--- Instrução A ---
Transcreva literalmente o trecho da entrevista sobre gamificação na educação que se inicia nas palavras "NM – Meu objetivo" e vai até "que se divirtam.".

--- Trecho do documento ---
= = = =

Muito tem se falado sobre Gamificação nas várias áreas de atuação, como a corporativa e a educacional, mas não são muitos os exemplos práticos que encontramos aplicados no país. O grupo Sciencia, startup sediada em Campinas, São Paulo, apresenta o primeiro curso com uma plataforma gamificada voltado à educação que se tem notícia por aqui. Para explicar como funciona o sistema e quais as perspectivas do projeto, Nilton Machado, Mestre em Educação pela Unicamp, conversou com o Play’n’Biz. Formado em psicologia pela Adams State University, Nilton já atuou como professor, psicoterapeuta, coach, orientador profissional, e hoje empreende este novo projeto.
Play’n’Biz – Este é, de fato, o primeiro curso ‘gamificado’ do país?
Nilton Machado – De acordo com as nossas pesquisas, este é sim o primeiro curso gamificado sobre a gamificação da educação que acontecerá dentro de uma plataforma gamificada no Brasil. É a gamificação elevada ao cubo (risos). Realmente não encontramos indícios de que mais alguém tenha lançado um curso com essas características. Mas se por acaso alguém aparecer, a gente divide o badge sem problemas. = )
P’n’B – Como foi desenvolvido o curso e quais os aspectos mais importantes a serem salientados no que tange ao uso de gamificação no processo educativo?
NM – Meu objetivo foi desenvolver o curso do ponto de vista de um designer de jogos e enxergar os participantes como jogadores, buscando sair da relação puramente de professor/aluno e experimentar elementos da relação designer/jogador. Busquei promover autonomia, interação entre os jogadores, colaboração, competição saudável, fluxo e, claro, diversão. ‘Players play‘.
Em seu percurso, eles passam por uma série de desafios projetados para gerarem o que Katie Salem, CEO do Institute of Play, chama de a necessidade de aprender (“the need to know“), um elemento muito ausente na educação, infelizmente. Nesse contexto, a ideia é instigá-los a aprender. Trabalhamos para que os alunos sintam que são protagonistas do seu processo de aprendizagem, para que aprendam de forma significativa, e que se divirtam.
Através da plataforma, eles poderão adquirir pontos e badges no processo, mas o foco principal está em comunicar o valor da experiência em si: adquirir novos aprendizados e colocá-los em prática em um projeto real (de aulas gamificadas, por exemplo).
Embora essa não seja a minha formação, quando comecei a me interessar por gamificação, em 2011, percebi que já detinha os conhecimentos fundamentais para a gamificação ser efetiva: as teorias sociocognitivas da motivação (motivação intrínseca e extrínseca, por exemplo).
Pesquiso essa nova área do conhecimento desde então, e sou fã do trabalho de Jane McGonigal, Katie Salen, Gabe Zichermann, Kevin Werback, Jessi Shell, Sebastian Deturding e Mark LeBlanc, entre outros.

= = = =

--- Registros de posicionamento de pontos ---
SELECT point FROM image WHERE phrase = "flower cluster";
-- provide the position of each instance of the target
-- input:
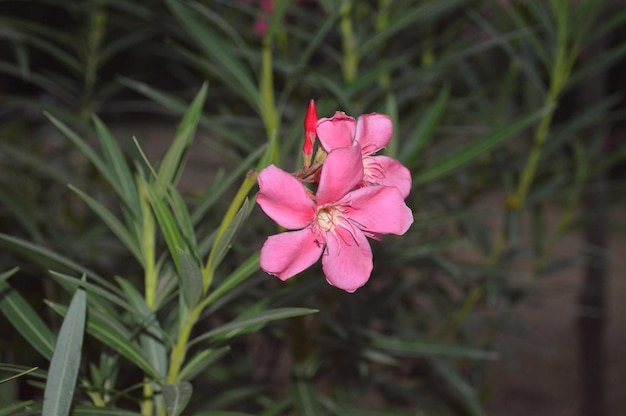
(357, 195)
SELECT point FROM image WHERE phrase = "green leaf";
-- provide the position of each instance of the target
(243, 325)
(234, 279)
(232, 70)
(93, 290)
(23, 373)
(190, 279)
(223, 245)
(5, 276)
(13, 409)
(177, 397)
(26, 321)
(120, 343)
(200, 361)
(461, 157)
(151, 337)
(114, 224)
(83, 410)
(167, 223)
(421, 348)
(120, 169)
(116, 336)
(65, 362)
(50, 259)
(422, 135)
(105, 170)
(171, 167)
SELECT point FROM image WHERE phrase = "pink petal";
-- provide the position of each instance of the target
(384, 170)
(284, 199)
(379, 210)
(336, 132)
(347, 261)
(287, 254)
(373, 132)
(342, 171)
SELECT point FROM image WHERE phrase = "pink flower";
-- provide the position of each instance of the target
(334, 225)
(372, 132)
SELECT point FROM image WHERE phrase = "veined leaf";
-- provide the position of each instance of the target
(177, 397)
(190, 279)
(114, 224)
(26, 321)
(235, 278)
(171, 167)
(200, 361)
(243, 325)
(461, 157)
(65, 361)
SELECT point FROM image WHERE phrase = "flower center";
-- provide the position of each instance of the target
(326, 217)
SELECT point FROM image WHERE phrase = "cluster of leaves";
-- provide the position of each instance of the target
(476, 91)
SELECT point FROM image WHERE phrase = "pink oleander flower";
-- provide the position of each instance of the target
(372, 132)
(333, 225)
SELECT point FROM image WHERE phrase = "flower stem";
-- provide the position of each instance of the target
(179, 352)
(350, 54)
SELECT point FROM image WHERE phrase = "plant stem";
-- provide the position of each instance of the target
(179, 352)
(559, 75)
(349, 43)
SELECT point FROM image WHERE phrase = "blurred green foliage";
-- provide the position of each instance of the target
(490, 102)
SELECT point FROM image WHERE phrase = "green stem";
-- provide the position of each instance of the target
(235, 205)
(350, 55)
(561, 69)
(148, 238)
(268, 102)
(95, 36)
(179, 352)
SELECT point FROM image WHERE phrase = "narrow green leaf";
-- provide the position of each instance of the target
(243, 325)
(233, 72)
(65, 362)
(23, 373)
(234, 279)
(14, 408)
(461, 157)
(49, 258)
(219, 186)
(223, 245)
(93, 290)
(83, 410)
(167, 223)
(26, 321)
(170, 169)
(105, 170)
(115, 335)
(121, 344)
(114, 224)
(190, 279)
(5, 276)
(200, 361)
(151, 336)
(422, 135)
(177, 397)
(122, 172)
(421, 348)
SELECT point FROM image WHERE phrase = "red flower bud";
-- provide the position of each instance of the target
(310, 122)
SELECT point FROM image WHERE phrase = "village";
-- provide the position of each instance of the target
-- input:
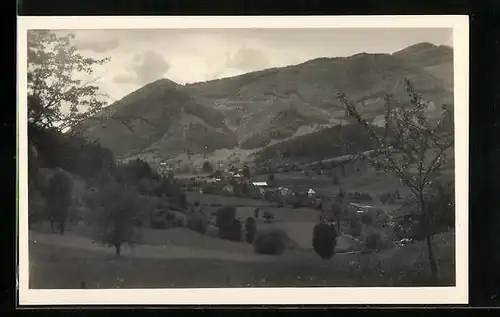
(260, 184)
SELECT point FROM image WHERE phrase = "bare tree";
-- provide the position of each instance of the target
(56, 98)
(413, 148)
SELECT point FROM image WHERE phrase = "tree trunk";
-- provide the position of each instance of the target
(61, 228)
(428, 225)
(432, 261)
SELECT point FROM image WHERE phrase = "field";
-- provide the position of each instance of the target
(179, 257)
(64, 267)
(368, 181)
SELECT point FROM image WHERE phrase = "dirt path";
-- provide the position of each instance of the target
(146, 251)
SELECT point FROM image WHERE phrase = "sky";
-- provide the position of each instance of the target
(141, 56)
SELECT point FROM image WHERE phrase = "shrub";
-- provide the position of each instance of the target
(324, 240)
(373, 241)
(59, 199)
(197, 223)
(335, 180)
(268, 216)
(355, 226)
(120, 207)
(234, 231)
(366, 219)
(271, 243)
(225, 222)
(256, 213)
(251, 229)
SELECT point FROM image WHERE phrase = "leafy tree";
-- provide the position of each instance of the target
(207, 168)
(246, 172)
(223, 220)
(335, 180)
(271, 179)
(59, 199)
(116, 218)
(414, 149)
(337, 213)
(251, 229)
(234, 233)
(268, 216)
(271, 243)
(52, 84)
(324, 240)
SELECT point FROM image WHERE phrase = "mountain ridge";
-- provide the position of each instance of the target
(257, 109)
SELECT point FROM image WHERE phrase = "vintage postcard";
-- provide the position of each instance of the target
(243, 160)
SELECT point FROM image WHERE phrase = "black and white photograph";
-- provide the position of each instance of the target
(319, 157)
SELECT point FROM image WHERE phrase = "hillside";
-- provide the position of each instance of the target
(280, 103)
(262, 108)
(436, 60)
(317, 146)
(164, 119)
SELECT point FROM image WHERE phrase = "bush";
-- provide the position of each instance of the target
(116, 218)
(324, 240)
(234, 232)
(271, 243)
(373, 241)
(197, 223)
(251, 229)
(225, 215)
(335, 180)
(229, 227)
(366, 219)
(355, 226)
(268, 216)
(59, 199)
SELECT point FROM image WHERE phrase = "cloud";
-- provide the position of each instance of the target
(98, 46)
(146, 68)
(248, 59)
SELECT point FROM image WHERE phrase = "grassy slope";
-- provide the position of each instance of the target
(58, 267)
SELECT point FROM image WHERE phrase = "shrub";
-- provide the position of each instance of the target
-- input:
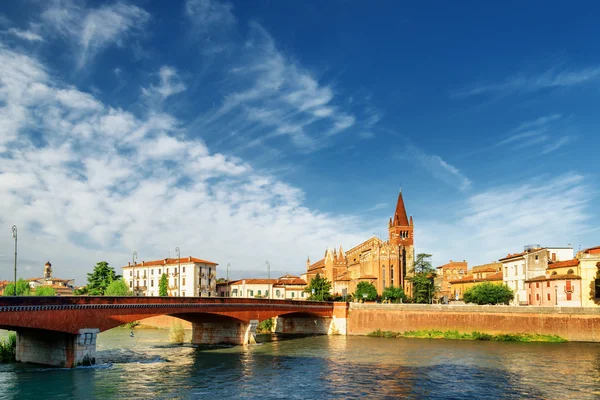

= = = =

--- Instrução B ---
Determine em quantas linhas dos registros aparece a palavra "green". Responda apenas com o número.

--- Resultado da tarefa A ---
NM – Meu objetivo foi desenvolver o curso do ponto de vista de um designer de jogos e enxergar os participantes como jogadores, buscando sair da relação puramente de professor/aluno e experimentar elementos da relação designer/jogador. Busquei promover autonomia, interação entre os jogadores, colaboração, competição saudável, fluxo e, claro, diversão. ‘Players play‘.
Em seu percurso, eles passam por uma série de desafios projetados para gerarem o que Katie Salem, CEO do Institute of Play, chama de a necessidade de aprender (“the need to know“), um elemento muito ausente na educação, infelizmente. Nesse contexto, a ideia é instigá-los a aprender. Trabalhamos para que os alunos sintam que são protagonistas do seu processo de aprendizagem, para que aprendam de forma significativa, e que se divirtam.

--- Resultado da tarefa B ---
4